■ Working data:

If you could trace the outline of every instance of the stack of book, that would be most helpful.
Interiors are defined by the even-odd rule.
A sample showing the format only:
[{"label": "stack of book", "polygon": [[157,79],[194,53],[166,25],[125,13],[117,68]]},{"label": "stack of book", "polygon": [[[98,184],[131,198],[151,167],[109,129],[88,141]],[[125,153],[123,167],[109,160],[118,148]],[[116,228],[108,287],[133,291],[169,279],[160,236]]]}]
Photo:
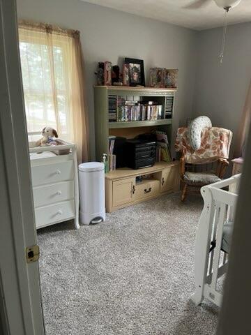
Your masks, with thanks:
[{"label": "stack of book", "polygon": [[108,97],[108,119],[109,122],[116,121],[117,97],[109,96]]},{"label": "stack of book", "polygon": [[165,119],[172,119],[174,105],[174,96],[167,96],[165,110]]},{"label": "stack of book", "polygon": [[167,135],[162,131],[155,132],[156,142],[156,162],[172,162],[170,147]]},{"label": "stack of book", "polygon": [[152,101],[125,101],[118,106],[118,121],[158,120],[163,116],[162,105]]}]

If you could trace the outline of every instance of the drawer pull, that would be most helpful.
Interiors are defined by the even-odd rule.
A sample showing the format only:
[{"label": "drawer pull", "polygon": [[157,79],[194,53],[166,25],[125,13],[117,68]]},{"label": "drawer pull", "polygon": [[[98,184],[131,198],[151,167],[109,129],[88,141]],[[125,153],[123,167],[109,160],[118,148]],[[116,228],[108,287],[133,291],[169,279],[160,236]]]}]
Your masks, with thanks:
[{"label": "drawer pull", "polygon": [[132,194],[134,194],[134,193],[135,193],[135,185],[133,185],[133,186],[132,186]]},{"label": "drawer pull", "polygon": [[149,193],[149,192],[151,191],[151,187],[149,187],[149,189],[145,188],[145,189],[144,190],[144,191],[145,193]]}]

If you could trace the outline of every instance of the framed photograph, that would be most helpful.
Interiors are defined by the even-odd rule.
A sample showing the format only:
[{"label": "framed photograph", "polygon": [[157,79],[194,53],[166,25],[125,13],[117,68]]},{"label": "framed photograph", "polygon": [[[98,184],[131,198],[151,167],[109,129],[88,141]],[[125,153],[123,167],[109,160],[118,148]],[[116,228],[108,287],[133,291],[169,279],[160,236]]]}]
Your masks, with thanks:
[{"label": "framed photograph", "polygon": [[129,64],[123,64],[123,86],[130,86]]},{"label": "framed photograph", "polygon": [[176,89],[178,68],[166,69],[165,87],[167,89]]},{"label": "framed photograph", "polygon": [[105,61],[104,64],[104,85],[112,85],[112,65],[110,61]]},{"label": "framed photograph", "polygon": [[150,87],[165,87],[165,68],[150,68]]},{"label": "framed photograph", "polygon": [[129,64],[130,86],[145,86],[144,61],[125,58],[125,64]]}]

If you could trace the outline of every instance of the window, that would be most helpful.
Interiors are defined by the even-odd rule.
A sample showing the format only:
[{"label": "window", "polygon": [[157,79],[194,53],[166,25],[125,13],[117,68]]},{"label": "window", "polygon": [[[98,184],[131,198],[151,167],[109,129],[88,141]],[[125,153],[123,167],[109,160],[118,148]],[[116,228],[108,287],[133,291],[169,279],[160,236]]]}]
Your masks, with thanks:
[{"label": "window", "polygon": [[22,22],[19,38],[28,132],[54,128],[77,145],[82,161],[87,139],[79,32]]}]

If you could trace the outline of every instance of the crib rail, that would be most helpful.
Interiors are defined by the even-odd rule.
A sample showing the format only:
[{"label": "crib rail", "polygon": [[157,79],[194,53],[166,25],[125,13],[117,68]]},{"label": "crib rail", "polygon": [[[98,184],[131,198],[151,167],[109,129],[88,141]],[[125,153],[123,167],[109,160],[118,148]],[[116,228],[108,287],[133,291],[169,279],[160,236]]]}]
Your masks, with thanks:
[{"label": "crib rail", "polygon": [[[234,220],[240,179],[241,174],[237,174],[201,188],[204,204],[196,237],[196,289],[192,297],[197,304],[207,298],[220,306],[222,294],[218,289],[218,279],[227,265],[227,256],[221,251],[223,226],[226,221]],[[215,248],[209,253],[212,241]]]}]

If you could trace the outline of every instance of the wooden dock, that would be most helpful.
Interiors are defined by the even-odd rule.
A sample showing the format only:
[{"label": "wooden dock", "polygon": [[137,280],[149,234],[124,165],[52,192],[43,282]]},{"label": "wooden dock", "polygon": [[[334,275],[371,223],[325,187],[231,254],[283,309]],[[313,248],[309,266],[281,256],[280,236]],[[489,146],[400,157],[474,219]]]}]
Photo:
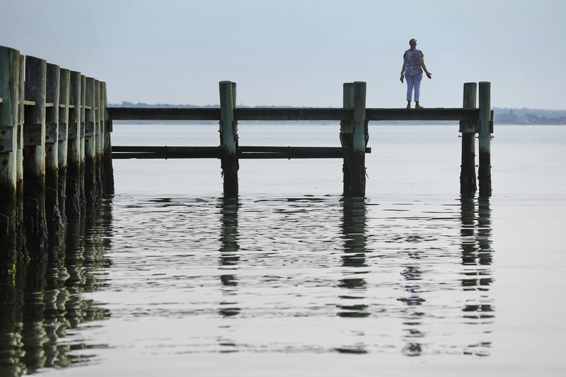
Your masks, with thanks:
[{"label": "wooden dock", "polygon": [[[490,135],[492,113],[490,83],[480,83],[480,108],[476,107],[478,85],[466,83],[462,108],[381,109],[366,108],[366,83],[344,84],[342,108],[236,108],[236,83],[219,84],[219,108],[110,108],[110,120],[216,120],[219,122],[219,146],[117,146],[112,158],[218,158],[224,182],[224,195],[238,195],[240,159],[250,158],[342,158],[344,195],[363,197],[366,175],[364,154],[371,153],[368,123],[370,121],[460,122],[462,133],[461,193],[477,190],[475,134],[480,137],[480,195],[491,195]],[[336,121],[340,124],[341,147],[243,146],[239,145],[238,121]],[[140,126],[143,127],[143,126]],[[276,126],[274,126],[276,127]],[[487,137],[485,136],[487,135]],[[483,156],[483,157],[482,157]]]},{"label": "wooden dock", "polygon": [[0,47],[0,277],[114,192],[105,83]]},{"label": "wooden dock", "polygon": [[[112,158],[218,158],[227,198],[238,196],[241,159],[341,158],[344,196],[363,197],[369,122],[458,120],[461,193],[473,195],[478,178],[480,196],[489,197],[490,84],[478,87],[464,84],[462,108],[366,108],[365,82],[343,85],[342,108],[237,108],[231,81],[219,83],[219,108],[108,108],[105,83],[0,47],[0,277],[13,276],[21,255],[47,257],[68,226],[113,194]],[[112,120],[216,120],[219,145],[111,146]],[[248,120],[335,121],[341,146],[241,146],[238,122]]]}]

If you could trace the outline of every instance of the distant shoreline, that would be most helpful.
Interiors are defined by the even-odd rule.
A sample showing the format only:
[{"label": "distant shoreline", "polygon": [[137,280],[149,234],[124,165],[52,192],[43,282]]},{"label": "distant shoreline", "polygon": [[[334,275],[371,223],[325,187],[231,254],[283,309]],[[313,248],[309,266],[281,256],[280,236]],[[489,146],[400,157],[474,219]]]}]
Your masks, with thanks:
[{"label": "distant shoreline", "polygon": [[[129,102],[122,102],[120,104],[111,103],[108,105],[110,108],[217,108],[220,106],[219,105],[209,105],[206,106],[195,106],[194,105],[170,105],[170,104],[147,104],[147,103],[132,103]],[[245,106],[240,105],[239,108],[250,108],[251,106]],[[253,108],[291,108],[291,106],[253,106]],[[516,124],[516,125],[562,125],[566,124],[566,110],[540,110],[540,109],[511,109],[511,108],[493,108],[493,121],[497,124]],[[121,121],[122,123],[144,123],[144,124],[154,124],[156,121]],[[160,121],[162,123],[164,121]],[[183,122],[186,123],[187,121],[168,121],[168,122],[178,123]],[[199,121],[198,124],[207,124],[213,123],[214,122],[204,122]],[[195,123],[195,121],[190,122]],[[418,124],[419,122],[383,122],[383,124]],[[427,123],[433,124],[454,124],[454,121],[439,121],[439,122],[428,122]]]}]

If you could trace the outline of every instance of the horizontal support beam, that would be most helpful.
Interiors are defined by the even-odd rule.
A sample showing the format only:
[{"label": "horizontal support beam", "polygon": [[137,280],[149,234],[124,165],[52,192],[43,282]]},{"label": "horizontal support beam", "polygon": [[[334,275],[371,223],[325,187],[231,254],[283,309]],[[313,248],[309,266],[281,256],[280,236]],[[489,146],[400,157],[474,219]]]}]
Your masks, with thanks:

■ Stated task: Reproduce every one of the lines above word for word, but leave the pictures out.

■ Exercise solution:
If you could trace the outline of every instance of the stack of book, that would be most helpful.
Interiors are defined by the even-odd rule.
A sample showing the format only:
[{"label": "stack of book", "polygon": [[157,79],[194,53],[166,25],[125,13],[117,68]]},{"label": "stack of book", "polygon": [[[98,184],[131,198],[151,167],[109,129],[88,141]],[[125,153],[123,167],[109,160],[118,148]],[[116,228],[108,287],[133,291],[169,279],[160,236]]]}]
Photo:
Your masks, with thanks:
[{"label": "stack of book", "polygon": [[108,97],[108,119],[109,122],[116,121],[117,97],[109,96]]},{"label": "stack of book", "polygon": [[165,119],[172,119],[174,105],[174,96],[167,96],[165,110]]},{"label": "stack of book", "polygon": [[167,135],[162,131],[155,132],[156,142],[156,162],[172,162],[170,147]]},{"label": "stack of book", "polygon": [[152,101],[125,101],[118,106],[118,121],[158,120],[163,116],[162,105]]}]

If you could trace the outline of every instance of the drawer pull, that would be most helpful.
Interiors are defined by the even-odd rule.
A sample showing the format only:
[{"label": "drawer pull", "polygon": [[157,79],[194,53],[166,25],[125,13],[117,68]]},{"label": "drawer pull", "polygon": [[[98,184],[131,198],[151,167],[109,129],[88,141]],[[125,153],[123,167],[109,160],[118,148]],[[116,228],[108,287],[133,291],[169,279],[160,236]]]}]
Your masks, with thanks:
[{"label": "drawer pull", "polygon": [[132,194],[134,194],[134,193],[135,193],[135,185],[133,185],[133,186],[132,186]]},{"label": "drawer pull", "polygon": [[149,193],[149,192],[151,191],[151,187],[149,187],[149,189],[145,188],[145,189],[144,190],[144,191],[145,193]]}]

If you could trace the outline of every instance of the framed photograph, that would be most helpful.
Interiors are defined by the even-odd rule.
A sample showing the format only:
[{"label": "framed photograph", "polygon": [[157,79],[194,53],[166,25],[125,13],[117,68]]},{"label": "framed photograph", "polygon": [[[98,184],[131,198],[151,167],[109,129],[88,141]],[[125,153],[123,167],[109,160],[118,148]],[[116,228],[108,287],[133,291],[169,279],[160,236]]]}]
Your masks, with thanks:
[{"label": "framed photograph", "polygon": [[129,64],[123,64],[123,86],[130,86]]},{"label": "framed photograph", "polygon": [[176,89],[178,68],[166,69],[165,87],[167,89]]},{"label": "framed photograph", "polygon": [[105,61],[104,64],[104,85],[112,85],[112,65],[110,61]]},{"label": "framed photograph", "polygon": [[150,87],[165,87],[165,68],[150,68]]},{"label": "framed photograph", "polygon": [[129,64],[130,86],[145,86],[144,61],[125,58],[125,64]]}]

If you could trace the outline of every instance of the window, that would be most helpful.
Interiors are defined by the even-odd rule.
A sample showing the format only:
[{"label": "window", "polygon": [[157,79],[194,53],[166,25],[125,13],[117,68]]},{"label": "window", "polygon": [[[98,184],[131,198],[151,167],[109,129],[88,141]],[[125,153],[123,167],[109,160],[118,148]],[[116,228],[108,287],[133,291],[169,279],[160,236]]]}]
Your masks, with thanks:
[{"label": "window", "polygon": [[22,22],[19,38],[28,132],[54,128],[77,145],[82,161],[87,139],[79,32]]}]

If you could trace the outline of every instance of the crib rail, that would be most helpful.
Interiors are defined by the even-odd rule.
A sample showing the format only:
[{"label": "crib rail", "polygon": [[157,79],[194,53],[166,25],[125,13],[117,68]]},{"label": "crib rail", "polygon": [[[98,184],[131,198],[151,167],[109,129],[88,141]],[[125,153],[123,167],[109,160],[118,148]],[[116,228],[108,287],[133,291],[169,279],[160,236]]]}]
Your masks, with thanks:
[{"label": "crib rail", "polygon": [[[234,220],[240,179],[241,174],[237,174],[201,188],[204,204],[196,237],[196,289],[192,297],[197,304],[207,298],[220,306],[222,294],[218,289],[218,279],[227,265],[227,256],[221,251],[223,226],[226,221]],[[215,248],[209,253],[212,241]]]}]

If you could trace the outline of every instance of the wooden dock, that would be most helpful.
Interiors are defined by the even-odd rule.
A sample showing the format only:
[{"label": "wooden dock", "polygon": [[137,280],[149,234],[124,165],[52,192],[43,282]]},{"label": "wooden dock", "polygon": [[[334,275],[371,223],[325,187],[231,254],[283,309]],[[313,248],[309,266],[281,256],[280,236]],[[489,146],[400,157],[474,219]]]}]
Photo:
Your masks, with thanks:
[{"label": "wooden dock", "polygon": [[[490,135],[492,113],[490,83],[480,83],[480,108],[476,107],[478,85],[466,83],[462,108],[381,109],[366,108],[366,83],[344,84],[342,108],[236,108],[236,83],[219,84],[219,108],[110,108],[110,120],[216,120],[219,122],[219,146],[117,146],[112,158],[218,158],[224,182],[224,195],[238,195],[240,159],[250,158],[342,158],[344,195],[363,197],[366,175],[364,154],[371,153],[368,123],[370,121],[460,122],[462,133],[461,193],[477,190],[475,134],[480,137],[480,195],[491,195]],[[336,121],[340,124],[341,147],[243,146],[239,145],[238,121]],[[140,126],[143,127],[143,126]],[[276,126],[274,126],[276,127]],[[487,137],[485,136],[487,135]],[[483,156],[483,157],[482,157]]]},{"label": "wooden dock", "polygon": [[0,47],[0,277],[114,192],[105,83]]},{"label": "wooden dock", "polygon": [[[112,158],[218,158],[227,198],[238,196],[241,159],[341,158],[344,196],[363,197],[369,122],[458,120],[461,193],[473,195],[478,178],[480,196],[489,197],[490,84],[478,87],[464,84],[462,108],[366,108],[365,82],[343,85],[342,108],[237,108],[231,81],[219,83],[219,108],[108,108],[105,83],[0,47],[0,277],[13,276],[21,255],[47,257],[68,226],[113,194]],[[112,120],[216,120],[219,145],[111,146]],[[248,120],[335,121],[341,146],[241,146],[238,122]]]}]

If you could trace the outline of every instance of the distant shoreline, that would be most helpful.
Interiors are defined by the even-odd rule.
A sample showing the format only:
[{"label": "distant shoreline", "polygon": [[137,280],[149,234],[124,165],[52,192],[43,282]]},{"label": "distant shoreline", "polygon": [[[334,275],[371,223],[325,187],[231,254],[283,309]],[[313,248],[309,266],[281,256],[280,236]],[[489,146],[400,157],[474,219]]]}]
Your masks, with thanks:
[{"label": "distant shoreline", "polygon": [[[129,102],[122,102],[120,104],[111,103],[108,105],[110,108],[217,108],[220,106],[219,105],[209,105],[206,106],[195,106],[194,105],[170,105],[170,104],[147,104],[147,103],[132,103]],[[245,106],[240,105],[239,108],[250,108],[251,106]],[[253,108],[291,108],[291,106],[253,106]],[[516,124],[516,125],[562,125],[566,124],[566,110],[540,110],[540,109],[511,109],[511,108],[493,108],[493,121],[497,124]],[[121,121],[122,123],[144,123],[144,124],[154,124],[156,121]],[[160,121],[162,123],[164,121]],[[183,122],[186,123],[187,121],[168,121],[168,122],[178,123]],[[199,121],[198,124],[207,124],[213,123],[214,122],[204,122]],[[195,123],[195,121],[190,122]],[[418,124],[419,122],[383,122],[383,124]],[[427,123],[433,124],[454,124],[454,121],[439,121],[439,122],[428,122]]]}]

If you could trace the outline of every instance of the horizontal support beam, that would be most helpful.
Interiors are defined by the even-odd rule.
A sample showing the format only:
[{"label": "horizontal support beam", "polygon": [[137,280],[149,234],[124,165],[52,192],[43,282]]},{"label": "horizontal support beam", "polygon": [[[334,275],[371,223],[325,187],[231,254],[283,309]],[[313,248],[309,266],[281,256],[280,236]],[[489,146],[400,157],[474,219]]]}]
Your masks, with thanks:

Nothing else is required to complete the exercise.